[Begin Document extract]

It is important to note post-Brexit, the EU GDPR has been retained but, slightly modified under the Data Protection Act 2018. When I refer to GDPR below, I am referring to UK GDPR.

The company itself can be held responsible for GDPR breaches if they have not ensured that the AI tool is GDPR compliant. They may also be in breach if they have not informed and acquired the consent of those being interviewed. On the subject of sensitive data, which you allude to providing, it may be the case that the company is required to conduct a Data Protection Impact Assessment (DPIA). Below I have addressed your specific concerns:

Consent: Under GDPR, consent to the processing of personal data must be freely given, informed, specific, and unambiguous. While it is true that you provided consent to the processing of the disclosed information in your interview, it could be argued that this consent was not informed as you were unaware of their use of Otter.ai (see Article 7 and Recital 32 of the GDPR for more information).

In 2020, the Norwegian Consumer Council and NOYB filed complaints against Grindr for sharing users' personal data with third parties without valid consent. The Norwegian Data Protection Authority fined Grindr €6.5 million.

Access to your calendar: The issue is no longer one of consent. Instead, GDPR mandates that organisations must only collect data necessary for their purposes. If they do not have a good reason for needing calendar access, then there is an argument to be made that there has been a breach here (see Article 5(1)(c) of the GDPR for an explanation of the Data Minimisation Principle).

[End Document extract]
[Begin Stored data]

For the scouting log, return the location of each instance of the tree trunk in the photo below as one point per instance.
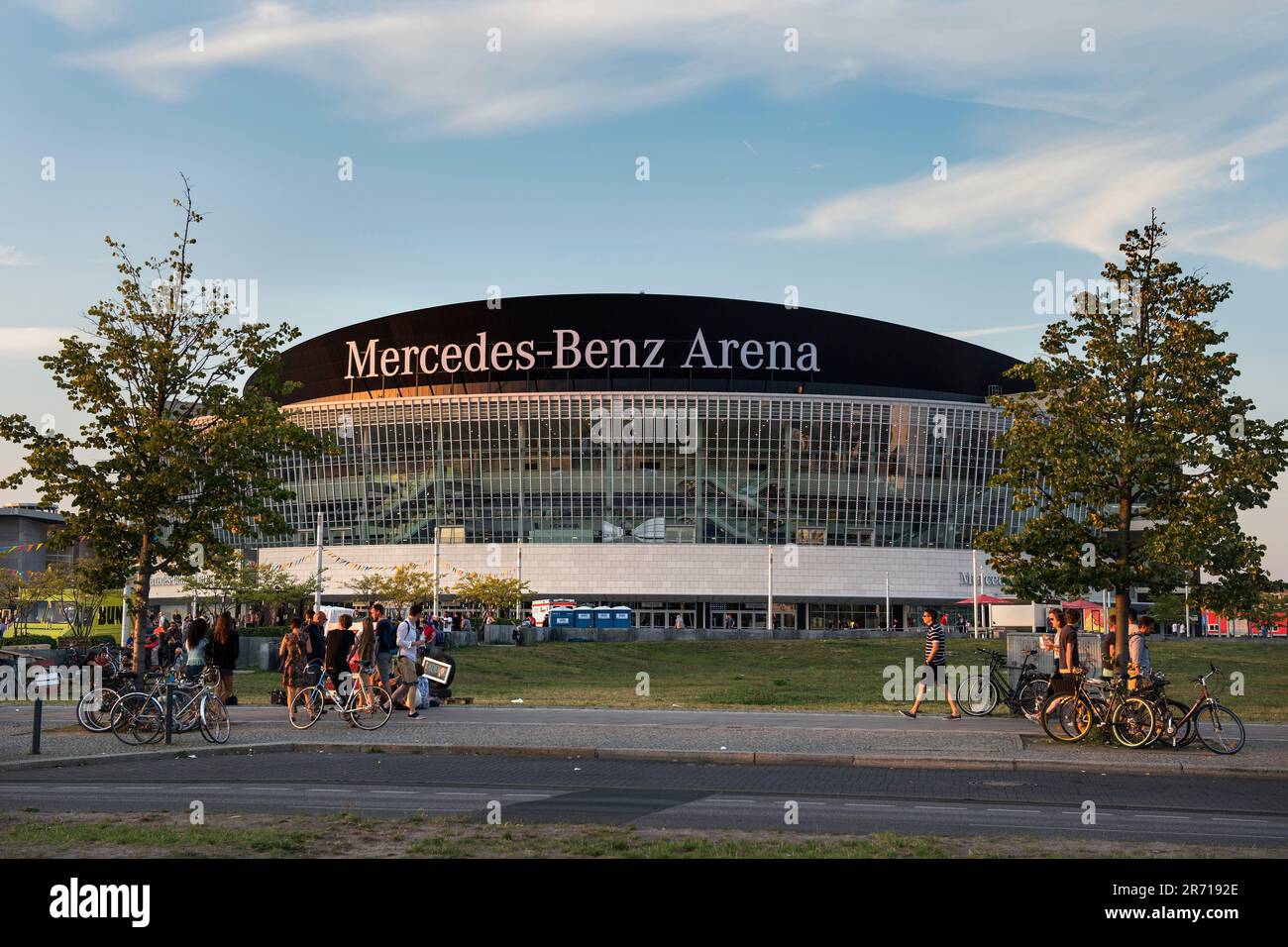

[End Stored data]

Task set:
1. Rewrite the paragraph of the UK GDPR text that begins "Consent: Under GDPR" as a short list, keeping its main facts.
2. Quote the UK GDPR text word for word, starting with "The company itself" and going on through "for more information).".
3. Continue the UK GDPR text from where it stops.
The listing has nothing to do with the text on UK GDPR.

Outputs in order:
1.
- Under GDPR, consent to the processing of personal data must be freely given, informed, specific, and unambiguous.
- You did consent to the processing of the information you disclosed in your interview.
- It could be argued that this consent was not informed, because you did not know they were using Otter.ai.
- Article 7 and Recital 32 of the GDPR give more information.

2.
The company itself can be held responsible for GDPR breaches if they have not ensured that the AI tool is GDPR compliant. They may also be in breach if they have not informed and acquired the consent of those being interviewed. On the subject of sensitive data, which you allude to providing, it may be the case that the company is required to conduct a Data Protection Impact Assessment (DPIA). Below I have addressed your specific concerns:

Consent: Under GDPR, consent to the processing of personal data must be freely given, informed, specific, and unambiguous. While it is true that you provided consent to the processing of the disclosed information in your interview, it could be argued that this consent was not informed as you were unaware of their use of Otter.ai (see Article 7 and Recital 32 of the GDPR for more information).

3.
Explicitly, Article 5(1)(c) defines the Data Minimisation Principle in the following way: "Personal data shall be adequate, relevant and limited to what is necessary in relation to the purposes for which they are processed (data minimisation)”

Accuracy: The accuracy of any information recorded in an interview always has a possibility for error - whether AI-generated or due to human mistake. GDPR does include a right to rectification. This means that you should be allowed to request corrections to inaccurate data (under Article 16 of the GDPR).

The Data Protection Act 2018 states that personal information must be "incorrect or misleading as to any matter of fact" for this aspect of the UK GDPR to apply. The factual requirement is particularly important here.

Data Storage: GDPR requires that you are informed of a) what data is stored, b) for how long it will be stored, and c) the purpose behind storing the data (see Article 13 and Article 14 of the GDPR for information directly from you and indirectly obtained by Otter.ai respectively). Additionally, storage on third-party servers requires adherence to data transfer rules. The exact nature of these rules depend on the country that those servers are in. For example, there are Standard Contractual Clauses (SCCs) safeguards that may apply if the servers are in the US.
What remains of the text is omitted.